Copy out the data verbatim, starting at the line that contains "Spot the taillight." and stopping after the line that contains "left=1054, top=321, right=1138, bottom=373".

Provided data:

****

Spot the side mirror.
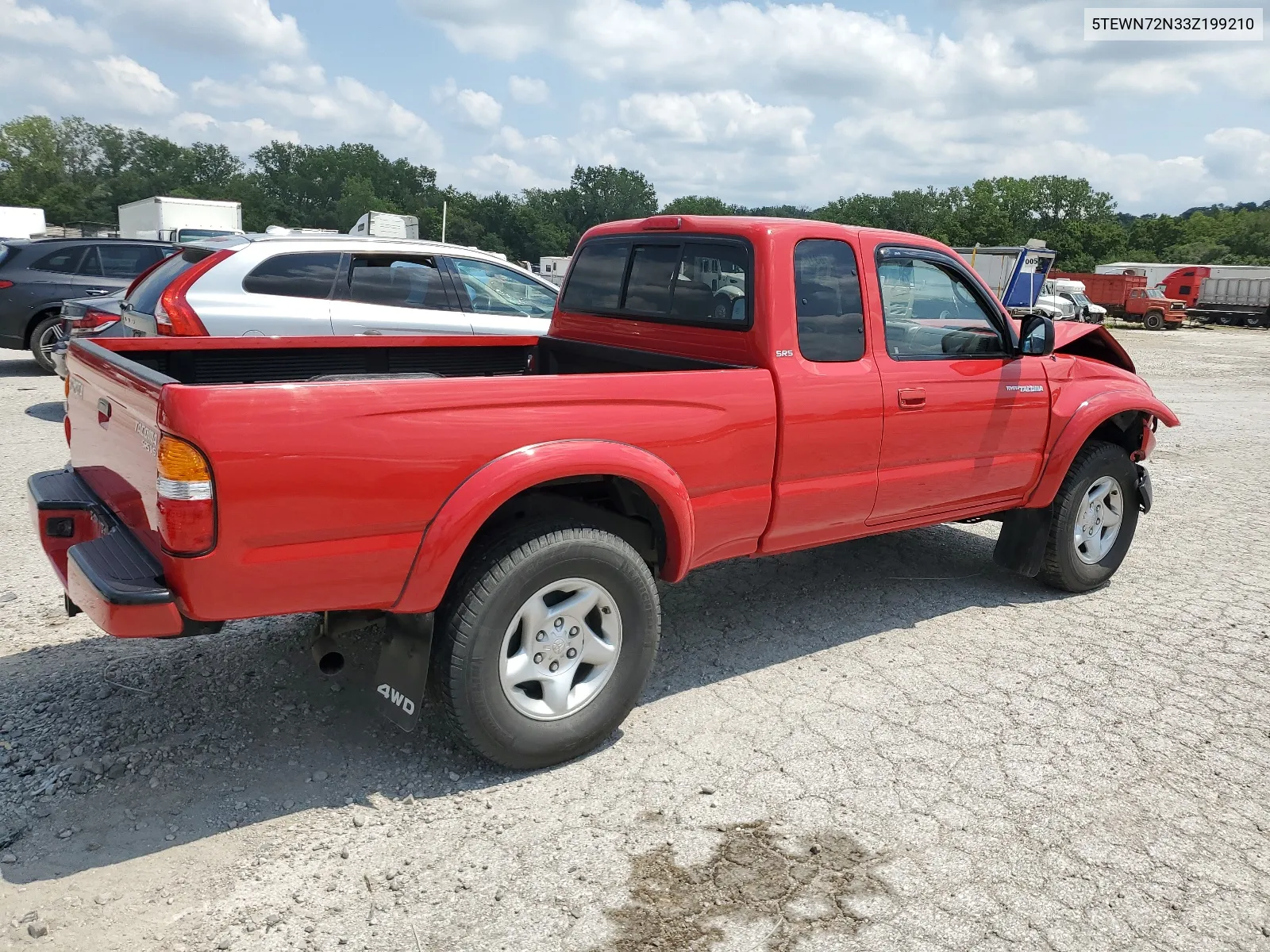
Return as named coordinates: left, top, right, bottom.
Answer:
left=1018, top=313, right=1054, bottom=357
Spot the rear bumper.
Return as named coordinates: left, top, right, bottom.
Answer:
left=27, top=467, right=193, bottom=639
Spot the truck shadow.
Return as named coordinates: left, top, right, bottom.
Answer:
left=0, top=525, right=1065, bottom=884
left=0, top=351, right=52, bottom=377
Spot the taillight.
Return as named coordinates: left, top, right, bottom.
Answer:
left=157, top=433, right=216, bottom=555
left=155, top=248, right=233, bottom=338
left=68, top=307, right=119, bottom=334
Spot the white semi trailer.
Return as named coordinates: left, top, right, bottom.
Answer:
left=348, top=212, right=419, bottom=241
left=0, top=205, right=44, bottom=237
left=119, top=195, right=243, bottom=241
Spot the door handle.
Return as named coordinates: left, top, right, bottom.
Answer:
left=899, top=387, right=926, bottom=410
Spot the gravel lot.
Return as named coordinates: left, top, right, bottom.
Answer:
left=0, top=328, right=1270, bottom=952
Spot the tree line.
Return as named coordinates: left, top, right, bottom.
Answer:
left=0, top=116, right=1270, bottom=271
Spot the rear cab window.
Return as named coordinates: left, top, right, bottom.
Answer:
left=123, top=248, right=212, bottom=316
left=560, top=235, right=753, bottom=330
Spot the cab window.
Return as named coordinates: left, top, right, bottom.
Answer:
left=878, top=258, right=1006, bottom=360
left=794, top=239, right=865, bottom=363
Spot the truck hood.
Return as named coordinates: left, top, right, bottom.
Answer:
left=1054, top=321, right=1138, bottom=373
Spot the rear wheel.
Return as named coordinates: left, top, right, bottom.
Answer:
left=434, top=524, right=662, bottom=768
left=1040, top=442, right=1138, bottom=592
left=30, top=313, right=62, bottom=373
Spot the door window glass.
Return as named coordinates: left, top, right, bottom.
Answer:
left=671, top=241, right=747, bottom=325
left=794, top=239, right=865, bottom=363
left=30, top=245, right=84, bottom=274
left=98, top=245, right=163, bottom=278
left=878, top=258, right=1006, bottom=358
left=348, top=255, right=452, bottom=311
left=79, top=248, right=102, bottom=278
left=451, top=258, right=555, bottom=317
left=243, top=251, right=339, bottom=298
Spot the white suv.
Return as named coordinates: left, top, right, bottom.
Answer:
left=122, top=233, right=557, bottom=336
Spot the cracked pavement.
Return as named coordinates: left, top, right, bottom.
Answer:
left=0, top=328, right=1270, bottom=952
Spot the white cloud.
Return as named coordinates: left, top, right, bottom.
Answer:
left=618, top=89, right=815, bottom=151
left=167, top=113, right=301, bottom=154
left=193, top=66, right=441, bottom=160
left=432, top=79, right=503, bottom=129
left=0, top=0, right=110, bottom=53
left=0, top=55, right=178, bottom=122
left=506, top=76, right=550, bottom=106
left=90, top=56, right=176, bottom=116
left=89, top=0, right=306, bottom=60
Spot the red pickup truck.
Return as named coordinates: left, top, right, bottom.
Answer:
left=29, top=216, right=1177, bottom=766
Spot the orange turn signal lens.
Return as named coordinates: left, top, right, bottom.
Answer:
left=159, top=433, right=212, bottom=482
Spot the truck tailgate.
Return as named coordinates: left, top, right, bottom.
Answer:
left=66, top=340, right=169, bottom=556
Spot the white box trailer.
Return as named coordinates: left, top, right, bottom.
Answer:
left=119, top=195, right=243, bottom=241
left=1186, top=278, right=1270, bottom=328
left=952, top=239, right=1058, bottom=309
left=348, top=212, right=419, bottom=241
left=0, top=205, right=44, bottom=237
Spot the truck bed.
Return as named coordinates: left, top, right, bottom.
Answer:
left=60, top=336, right=776, bottom=627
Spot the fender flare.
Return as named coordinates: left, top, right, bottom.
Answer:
left=392, top=440, right=695, bottom=612
left=1024, top=390, right=1179, bottom=509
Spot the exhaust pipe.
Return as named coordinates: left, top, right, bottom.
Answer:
left=311, top=635, right=344, bottom=678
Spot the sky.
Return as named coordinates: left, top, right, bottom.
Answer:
left=0, top=0, right=1270, bottom=213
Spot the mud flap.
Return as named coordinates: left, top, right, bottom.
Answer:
left=1137, top=463, right=1154, bottom=516
left=992, top=505, right=1053, bottom=579
left=375, top=613, right=434, bottom=731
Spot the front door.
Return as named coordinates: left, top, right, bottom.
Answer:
left=762, top=239, right=883, bottom=552
left=330, top=252, right=472, bottom=335
left=868, top=256, right=1049, bottom=524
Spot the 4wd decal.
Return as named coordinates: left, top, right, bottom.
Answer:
left=376, top=684, right=414, bottom=715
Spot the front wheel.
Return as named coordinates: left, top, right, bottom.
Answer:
left=1040, top=442, right=1138, bottom=592
left=434, top=525, right=662, bottom=770
left=30, top=315, right=62, bottom=373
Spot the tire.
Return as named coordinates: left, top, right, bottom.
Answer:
left=433, top=523, right=662, bottom=770
left=30, top=313, right=62, bottom=373
left=1040, top=440, right=1138, bottom=592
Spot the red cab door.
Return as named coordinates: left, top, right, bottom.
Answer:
left=760, top=232, right=881, bottom=554
left=868, top=249, right=1049, bottom=524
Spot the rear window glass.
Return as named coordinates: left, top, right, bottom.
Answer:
left=127, top=248, right=211, bottom=313
left=97, top=245, right=164, bottom=278
left=625, top=245, right=682, bottom=313
left=243, top=251, right=339, bottom=298
left=561, top=241, right=631, bottom=311
left=561, top=237, right=749, bottom=330
left=30, top=245, right=84, bottom=274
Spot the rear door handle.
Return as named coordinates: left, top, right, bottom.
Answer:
left=899, top=387, right=926, bottom=410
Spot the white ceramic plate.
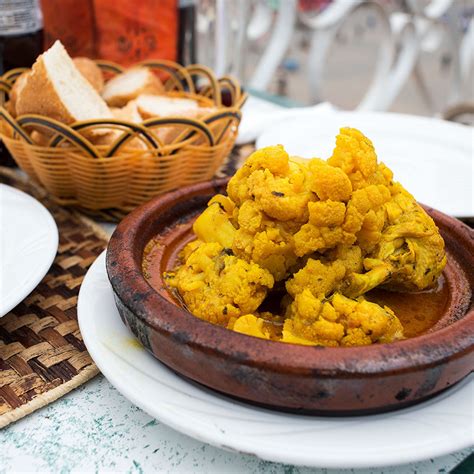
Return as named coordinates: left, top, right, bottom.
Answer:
left=257, top=111, right=474, bottom=217
left=78, top=252, right=474, bottom=468
left=0, top=184, right=58, bottom=316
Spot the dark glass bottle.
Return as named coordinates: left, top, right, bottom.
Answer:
left=0, top=0, right=43, bottom=165
left=178, top=0, right=196, bottom=66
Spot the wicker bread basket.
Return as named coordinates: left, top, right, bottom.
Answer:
left=0, top=61, right=246, bottom=220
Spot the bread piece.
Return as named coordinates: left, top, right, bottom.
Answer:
left=102, top=67, right=164, bottom=107
left=73, top=57, right=104, bottom=93
left=136, top=94, right=199, bottom=119
left=93, top=101, right=147, bottom=150
left=110, top=100, right=143, bottom=123
left=8, top=71, right=30, bottom=117
left=16, top=41, right=113, bottom=136
left=136, top=95, right=217, bottom=145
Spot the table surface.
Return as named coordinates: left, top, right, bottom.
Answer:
left=0, top=211, right=474, bottom=474
left=0, top=98, right=474, bottom=474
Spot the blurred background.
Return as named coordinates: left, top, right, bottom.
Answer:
left=196, top=0, right=474, bottom=121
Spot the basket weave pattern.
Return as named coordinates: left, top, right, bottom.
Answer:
left=0, top=167, right=107, bottom=428
left=0, top=61, right=245, bottom=215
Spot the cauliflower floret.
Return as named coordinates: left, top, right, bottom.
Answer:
left=309, top=158, right=352, bottom=201
left=227, top=314, right=270, bottom=339
left=193, top=198, right=236, bottom=248
left=327, top=128, right=392, bottom=190
left=167, top=128, right=446, bottom=346
left=282, top=289, right=403, bottom=347
left=165, top=242, right=274, bottom=326
left=227, top=145, right=290, bottom=205
left=286, top=258, right=346, bottom=298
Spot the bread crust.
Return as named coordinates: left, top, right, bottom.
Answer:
left=102, top=68, right=165, bottom=107
left=8, top=71, right=30, bottom=117
left=72, top=56, right=104, bottom=93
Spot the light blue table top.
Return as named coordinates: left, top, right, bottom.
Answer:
left=0, top=115, right=474, bottom=474
left=0, top=375, right=474, bottom=474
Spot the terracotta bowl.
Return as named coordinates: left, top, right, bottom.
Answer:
left=107, top=180, right=474, bottom=415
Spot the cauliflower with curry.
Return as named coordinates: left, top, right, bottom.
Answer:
left=165, top=128, right=446, bottom=347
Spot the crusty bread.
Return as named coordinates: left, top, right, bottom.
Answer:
left=16, top=41, right=113, bottom=136
left=9, top=71, right=30, bottom=117
left=136, top=94, right=199, bottom=118
left=110, top=100, right=143, bottom=123
left=93, top=100, right=146, bottom=150
left=102, top=67, right=164, bottom=107
left=73, top=57, right=104, bottom=93
left=136, top=94, right=217, bottom=144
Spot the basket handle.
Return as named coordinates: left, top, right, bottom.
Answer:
left=203, top=108, right=242, bottom=144
left=54, top=119, right=160, bottom=158
left=17, top=114, right=100, bottom=158
left=0, top=105, right=34, bottom=145
left=143, top=117, right=215, bottom=150
left=94, top=59, right=124, bottom=74
left=138, top=59, right=196, bottom=93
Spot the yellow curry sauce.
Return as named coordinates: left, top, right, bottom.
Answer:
left=143, top=241, right=449, bottom=340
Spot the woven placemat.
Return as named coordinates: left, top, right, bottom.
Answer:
left=0, top=145, right=255, bottom=428
left=0, top=167, right=107, bottom=428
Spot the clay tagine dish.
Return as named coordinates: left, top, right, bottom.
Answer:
left=107, top=179, right=474, bottom=415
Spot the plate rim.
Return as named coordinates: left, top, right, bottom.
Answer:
left=0, top=183, right=59, bottom=318
left=255, top=109, right=474, bottom=219
left=78, top=254, right=474, bottom=468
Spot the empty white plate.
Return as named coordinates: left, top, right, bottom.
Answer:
left=257, top=110, right=474, bottom=218
left=0, top=184, right=58, bottom=316
left=78, top=252, right=474, bottom=468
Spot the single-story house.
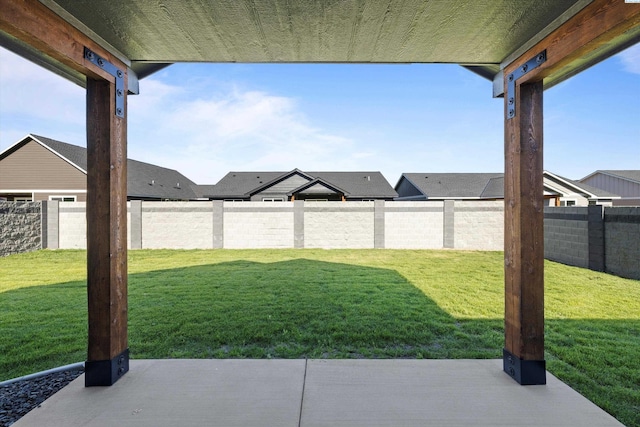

****

Solution to the problem:
Spot the taillight.
Return as named coordinates: left, top, right, bottom.
Answer:
left=157, top=433, right=216, bottom=555
left=155, top=248, right=233, bottom=338
left=68, top=307, right=119, bottom=334
Spot the white semi trailer.
Return as named coordinates: left, top, right, bottom.
Answer:
left=348, top=212, right=419, bottom=241
left=0, top=205, right=44, bottom=237
left=119, top=195, right=243, bottom=241
Spot the door handle.
Return as named coordinates: left, top, right, bottom.
Answer:
left=899, top=387, right=926, bottom=410
Spot the gravel lot.
Return as named coordinates: left, top, right, bottom.
Answer:
left=0, top=328, right=1270, bottom=952
Spot the tree line.
Return as named coordinates: left, top, right, bottom.
Answer:
left=0, top=116, right=1270, bottom=271
Spot the rear cab window.
Return as named coordinates: left, top, right, bottom.
Answer:
left=123, top=248, right=212, bottom=316
left=560, top=235, right=753, bottom=330
Spot the cab window.
Return as named coordinates: left, top, right, bottom.
Answer:
left=878, top=258, right=1006, bottom=360
left=794, top=239, right=865, bottom=363
Spot the truck hood.
Return as named coordinates: left, top, right, bottom.
Answer:
left=1054, top=321, right=1138, bottom=373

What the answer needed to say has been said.